◆ Task directions
Continue the passage about the Powderhorn community in Minneapolis, starting after its final sentence.

◆ Document passage
------------
Community of Minneapolis

Powderhorn is a defined community in Minneapolis that consists of eight neighborhoods. The community name is derived from Powderhorn Lake that is the centerpiece of the present-day Powderhorn Park. Located south of downtown, the community also features the Minneapolis Institute of Art, Hennepin History Museum, the Midtown Greenway trail, and numerous other establishments, many of which serve the Latin American and African diaspora.

The Powderhorn community contains a large portion of City Council wards 9 and 10 and smaller parts of Wards 8 and 12. It is also located in legislative districts 62A, 62B, and a small portion of 63A.
------------
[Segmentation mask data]
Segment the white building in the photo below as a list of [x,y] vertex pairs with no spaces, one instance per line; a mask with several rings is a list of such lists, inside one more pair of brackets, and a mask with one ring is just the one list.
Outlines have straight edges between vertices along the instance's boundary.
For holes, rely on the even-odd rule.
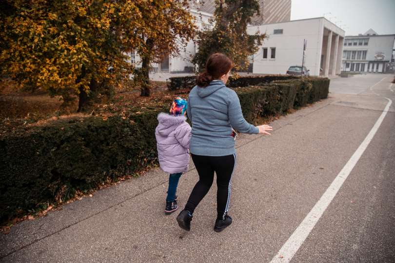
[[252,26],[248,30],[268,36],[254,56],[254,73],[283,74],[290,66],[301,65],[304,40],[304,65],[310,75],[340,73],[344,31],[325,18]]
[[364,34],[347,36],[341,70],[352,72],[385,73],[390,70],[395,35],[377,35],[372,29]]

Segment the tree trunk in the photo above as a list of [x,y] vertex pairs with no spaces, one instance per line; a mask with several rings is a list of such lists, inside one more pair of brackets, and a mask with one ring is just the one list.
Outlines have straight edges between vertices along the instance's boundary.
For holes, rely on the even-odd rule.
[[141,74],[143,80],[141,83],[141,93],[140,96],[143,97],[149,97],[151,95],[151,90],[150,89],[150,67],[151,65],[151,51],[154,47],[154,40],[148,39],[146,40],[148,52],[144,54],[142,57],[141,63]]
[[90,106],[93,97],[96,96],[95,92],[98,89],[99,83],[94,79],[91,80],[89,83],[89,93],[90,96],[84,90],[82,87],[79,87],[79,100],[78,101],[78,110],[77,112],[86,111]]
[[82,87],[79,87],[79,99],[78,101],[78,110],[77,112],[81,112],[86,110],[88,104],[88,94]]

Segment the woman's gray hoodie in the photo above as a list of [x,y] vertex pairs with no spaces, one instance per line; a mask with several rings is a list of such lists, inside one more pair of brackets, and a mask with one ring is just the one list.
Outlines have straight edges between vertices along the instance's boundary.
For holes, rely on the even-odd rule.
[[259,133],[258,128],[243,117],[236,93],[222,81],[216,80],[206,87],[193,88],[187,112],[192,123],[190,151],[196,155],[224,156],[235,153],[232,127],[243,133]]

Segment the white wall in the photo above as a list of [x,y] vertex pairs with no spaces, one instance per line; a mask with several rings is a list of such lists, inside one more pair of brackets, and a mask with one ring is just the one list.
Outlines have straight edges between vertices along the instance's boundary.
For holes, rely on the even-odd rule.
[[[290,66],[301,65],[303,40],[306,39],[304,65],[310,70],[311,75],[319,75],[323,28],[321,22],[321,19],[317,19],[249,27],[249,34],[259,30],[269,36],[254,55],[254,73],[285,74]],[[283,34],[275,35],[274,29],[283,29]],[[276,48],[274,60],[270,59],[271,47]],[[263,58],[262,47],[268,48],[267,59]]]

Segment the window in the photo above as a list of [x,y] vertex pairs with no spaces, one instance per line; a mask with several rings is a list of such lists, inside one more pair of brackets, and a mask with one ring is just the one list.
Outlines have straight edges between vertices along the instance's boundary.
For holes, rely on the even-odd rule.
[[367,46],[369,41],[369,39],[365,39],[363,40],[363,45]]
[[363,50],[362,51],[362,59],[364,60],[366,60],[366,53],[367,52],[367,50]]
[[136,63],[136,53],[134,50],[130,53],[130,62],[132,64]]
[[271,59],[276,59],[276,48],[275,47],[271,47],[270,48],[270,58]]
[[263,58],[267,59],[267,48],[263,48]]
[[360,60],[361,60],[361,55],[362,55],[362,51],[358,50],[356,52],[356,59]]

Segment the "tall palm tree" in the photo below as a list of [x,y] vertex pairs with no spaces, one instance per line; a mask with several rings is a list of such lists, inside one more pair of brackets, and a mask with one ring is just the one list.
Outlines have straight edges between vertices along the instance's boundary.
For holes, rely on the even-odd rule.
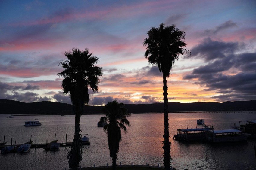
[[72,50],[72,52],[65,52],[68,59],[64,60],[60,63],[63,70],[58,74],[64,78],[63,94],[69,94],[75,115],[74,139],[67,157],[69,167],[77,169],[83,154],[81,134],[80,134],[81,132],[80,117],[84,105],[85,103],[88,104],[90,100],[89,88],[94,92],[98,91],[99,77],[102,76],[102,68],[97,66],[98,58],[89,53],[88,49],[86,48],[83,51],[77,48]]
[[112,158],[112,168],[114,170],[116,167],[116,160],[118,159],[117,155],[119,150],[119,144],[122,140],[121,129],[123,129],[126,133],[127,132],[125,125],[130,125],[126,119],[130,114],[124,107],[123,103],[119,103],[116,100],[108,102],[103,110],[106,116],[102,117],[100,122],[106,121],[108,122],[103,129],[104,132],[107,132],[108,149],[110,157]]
------------
◆ Result of the task
Historical population
| Census | Pop. | Note | %± |
|---|---|---|---|
| 1980 | 51,519 |  | — |
| 1990 | 51,954 |  | 0.8% |
| 2000 | 57,299 |  | 10.3% |
| 2010 | 54,743 |  | −4.5% |
| 2020 | 55,913 |  | 2.1% |

==Neighborhoods in the Powderhorn community==

- Bancroft
- Bryant
- Central
- Corcoran
- Lyndale
- Powderhorn Park
- Standish
- Whittier

While most of Powderhorn is east of Interstate 35W and south of Lake Street, both the Lyndale and Whittier neighborhoods are west of I-35W, while Whittier is also north of Lake Street.